[SOLVED] Host network not starting and host failing to reboot (PVE 7.1-7)

milsav92

New Member
Dec 3, 2021
7
4
3
31
Hi,

Since kernel 5.13.19-2-pve one of the pve hosts hangs on boot for 2 minutes while starting ifupdown2-pre.service and systemd-udev-settle.service .
When booted system has no networking and has to be started with systemctl start networking.service .
Also when issuing a restart command system fails to reboot and has to be restarted with magic SysRq combination.

The system uses the default lvm setup on a nvme drive, no zfs storage and a ssd which is passed to a vm running on the host.

Memtest has been run and found no issues.

If started using the 5.13.19-1-pve kernel there are no issues.

There were no hardware or software changes between 5.13.19-1-pve and 5.13.19-2-pve installation.
 

Attachments

  • 5.13.19-1-basic-info.txt
    1.4 KB · Views: 11
  • 5.13.19-1-boot-ifupdown.txt
    3 KB · Views: 5
  • 5.13.19-1-boot-elapsed-time.txt
    390 bytes · Views: 2
  • 5.13.19-2-basic-info.txt
    1.4 KB · Views: 2
  • 5.13.19-2-boot-ifupdown.txt
    4.6 KB · Views: 4
  • 5.13.19-2-boot-elapsed-time-and-manual-network-start.txt
    5.4 KB · Views: 1
  • 5.13.19-2-reboot.txt
    1.7 KB · Views: 5
Last edited:
Exactly the same has happened to me, and I mean exactly, to my home pve. I've not had time to get to the bottom of it yet but here's my suspicions and possible steps forward (when I get time). Let me know if you've had any progress.

BRIEF
Transcribe the passage of the forum thread about the host whose network fails to start, from "If started using" to "and 5.13.19-2-pve installation.", reproducing it word for word.

RECORDS SUPPLIED
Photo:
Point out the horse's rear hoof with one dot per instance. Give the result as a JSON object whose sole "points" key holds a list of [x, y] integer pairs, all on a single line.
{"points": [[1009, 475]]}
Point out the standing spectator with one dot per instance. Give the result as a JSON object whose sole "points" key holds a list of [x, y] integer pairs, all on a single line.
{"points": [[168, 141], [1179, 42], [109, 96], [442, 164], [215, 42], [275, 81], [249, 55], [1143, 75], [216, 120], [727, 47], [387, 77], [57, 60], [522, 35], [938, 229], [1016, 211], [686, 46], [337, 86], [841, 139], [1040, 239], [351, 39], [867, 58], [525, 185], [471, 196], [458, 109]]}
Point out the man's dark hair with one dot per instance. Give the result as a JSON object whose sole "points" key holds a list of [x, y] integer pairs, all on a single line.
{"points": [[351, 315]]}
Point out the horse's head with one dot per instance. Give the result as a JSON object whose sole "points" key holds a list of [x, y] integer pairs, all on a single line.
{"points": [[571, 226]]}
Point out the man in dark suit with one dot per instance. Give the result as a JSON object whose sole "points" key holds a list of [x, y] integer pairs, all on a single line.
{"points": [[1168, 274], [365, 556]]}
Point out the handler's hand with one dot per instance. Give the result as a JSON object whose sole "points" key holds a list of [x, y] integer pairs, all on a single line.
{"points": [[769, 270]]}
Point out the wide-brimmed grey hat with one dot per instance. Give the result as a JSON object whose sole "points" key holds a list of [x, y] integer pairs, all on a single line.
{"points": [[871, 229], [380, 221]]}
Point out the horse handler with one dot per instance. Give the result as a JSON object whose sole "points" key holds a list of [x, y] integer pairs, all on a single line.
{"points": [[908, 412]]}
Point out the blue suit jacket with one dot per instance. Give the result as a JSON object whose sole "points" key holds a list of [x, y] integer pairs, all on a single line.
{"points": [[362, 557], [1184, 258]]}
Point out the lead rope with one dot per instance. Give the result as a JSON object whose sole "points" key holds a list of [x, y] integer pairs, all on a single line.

SOLUTION
If started using the 5.13.19-1-pve kernel there are no issues.

There were no hardware or software changes between 5.13.19-1-pve and 5.13.19-2-pve installation.